* Recorded data:
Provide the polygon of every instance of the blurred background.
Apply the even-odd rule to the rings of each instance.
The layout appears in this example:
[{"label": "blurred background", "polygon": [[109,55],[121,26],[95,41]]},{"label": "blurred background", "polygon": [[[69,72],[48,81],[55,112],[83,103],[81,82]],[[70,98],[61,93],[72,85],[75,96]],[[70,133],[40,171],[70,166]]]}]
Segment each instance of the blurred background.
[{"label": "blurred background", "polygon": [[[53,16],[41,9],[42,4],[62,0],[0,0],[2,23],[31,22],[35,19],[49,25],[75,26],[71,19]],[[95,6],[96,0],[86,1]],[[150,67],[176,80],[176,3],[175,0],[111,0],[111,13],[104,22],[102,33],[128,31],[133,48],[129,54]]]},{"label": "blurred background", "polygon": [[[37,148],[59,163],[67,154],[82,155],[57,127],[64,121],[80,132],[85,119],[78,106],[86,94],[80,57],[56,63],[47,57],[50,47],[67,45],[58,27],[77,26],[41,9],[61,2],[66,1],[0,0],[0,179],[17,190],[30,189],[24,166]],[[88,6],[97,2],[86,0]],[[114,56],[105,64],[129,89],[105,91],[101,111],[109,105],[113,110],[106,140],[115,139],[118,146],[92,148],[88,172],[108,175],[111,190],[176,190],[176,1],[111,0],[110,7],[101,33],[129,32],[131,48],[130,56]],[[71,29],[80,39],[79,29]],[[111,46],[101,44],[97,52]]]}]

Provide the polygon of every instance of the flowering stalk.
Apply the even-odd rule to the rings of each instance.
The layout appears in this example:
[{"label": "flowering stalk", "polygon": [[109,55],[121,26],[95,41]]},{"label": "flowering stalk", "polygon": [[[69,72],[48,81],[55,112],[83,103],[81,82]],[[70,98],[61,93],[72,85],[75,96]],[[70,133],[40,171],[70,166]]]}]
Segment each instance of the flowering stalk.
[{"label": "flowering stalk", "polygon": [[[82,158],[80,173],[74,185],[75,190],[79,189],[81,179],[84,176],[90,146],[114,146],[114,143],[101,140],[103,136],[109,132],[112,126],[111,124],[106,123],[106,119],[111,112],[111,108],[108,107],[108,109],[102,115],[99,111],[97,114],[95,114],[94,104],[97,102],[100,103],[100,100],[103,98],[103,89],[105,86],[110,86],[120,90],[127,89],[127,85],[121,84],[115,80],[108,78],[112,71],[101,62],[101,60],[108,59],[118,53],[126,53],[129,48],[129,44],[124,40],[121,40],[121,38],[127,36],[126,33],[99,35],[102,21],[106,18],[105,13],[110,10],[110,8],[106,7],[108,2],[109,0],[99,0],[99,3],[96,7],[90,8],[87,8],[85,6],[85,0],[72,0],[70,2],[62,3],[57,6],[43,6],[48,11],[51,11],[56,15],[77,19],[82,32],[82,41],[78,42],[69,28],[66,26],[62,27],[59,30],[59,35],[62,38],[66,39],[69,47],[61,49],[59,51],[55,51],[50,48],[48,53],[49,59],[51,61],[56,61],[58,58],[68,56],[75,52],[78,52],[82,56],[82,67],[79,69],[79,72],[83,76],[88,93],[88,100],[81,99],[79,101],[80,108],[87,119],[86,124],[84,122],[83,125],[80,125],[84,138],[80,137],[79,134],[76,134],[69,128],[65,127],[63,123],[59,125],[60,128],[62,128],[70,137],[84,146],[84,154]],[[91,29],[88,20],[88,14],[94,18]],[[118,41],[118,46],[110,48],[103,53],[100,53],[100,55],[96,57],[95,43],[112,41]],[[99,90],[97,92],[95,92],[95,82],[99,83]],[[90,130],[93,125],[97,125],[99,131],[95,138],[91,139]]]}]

* Objective: Starting at the line that contains "Provide the polygon of every instance of the flowering" and running through the end of the records, rename "instance" to "occurrence" and keep everything else the same.

* Output for this task:
Provide the polygon of every occurrence of the flowering stalk.
Apply the even-odd rule to the rings of each occurrence.
The layout appears in this example:
[{"label": "flowering stalk", "polygon": [[109,55],[121,26],[95,41]]},{"label": "flowering stalk", "polygon": [[[69,72],[48,81],[55,112],[83,103],[81,82]],[[70,98],[61,93],[72,85],[75,96]],[[70,133],[40,171],[70,166]]]}]
Segment each occurrence of the flowering stalk.
[{"label": "flowering stalk", "polygon": [[[82,158],[80,173],[74,185],[75,190],[79,189],[81,179],[84,176],[90,146],[114,146],[114,143],[101,140],[103,136],[109,132],[112,126],[111,124],[106,123],[106,119],[111,112],[111,108],[108,107],[108,109],[102,115],[99,111],[97,114],[95,114],[94,104],[97,102],[100,103],[100,100],[103,98],[103,89],[105,86],[110,86],[120,90],[127,89],[127,85],[121,84],[115,80],[108,78],[112,71],[101,62],[101,60],[108,59],[118,53],[126,53],[129,48],[129,44],[124,40],[121,40],[121,38],[127,36],[126,33],[99,35],[102,21],[106,18],[105,13],[110,10],[110,8],[106,7],[108,2],[109,0],[99,0],[99,3],[96,7],[90,8],[87,8],[85,6],[85,0],[72,0],[70,2],[62,3],[57,6],[43,6],[48,11],[51,11],[56,15],[77,19],[82,32],[82,41],[78,42],[69,28],[66,26],[62,27],[59,30],[59,35],[62,38],[66,39],[69,47],[61,49],[59,51],[55,51],[50,48],[48,53],[49,59],[51,61],[56,61],[58,58],[68,56],[75,52],[78,52],[82,56],[82,67],[79,69],[79,72],[83,76],[88,93],[88,100],[81,99],[79,101],[80,108],[87,119],[86,124],[84,122],[83,125],[80,125],[84,138],[80,137],[79,134],[76,134],[69,128],[65,127],[63,123],[59,125],[60,128],[62,128],[70,137],[84,146],[84,154]],[[91,29],[88,20],[88,14],[94,18]],[[118,41],[118,46],[110,48],[103,53],[100,53],[100,55],[96,57],[95,43],[112,41]],[[99,90],[97,92],[95,92],[95,82],[99,83]],[[90,130],[93,125],[97,125],[99,131],[95,138],[91,139]]]}]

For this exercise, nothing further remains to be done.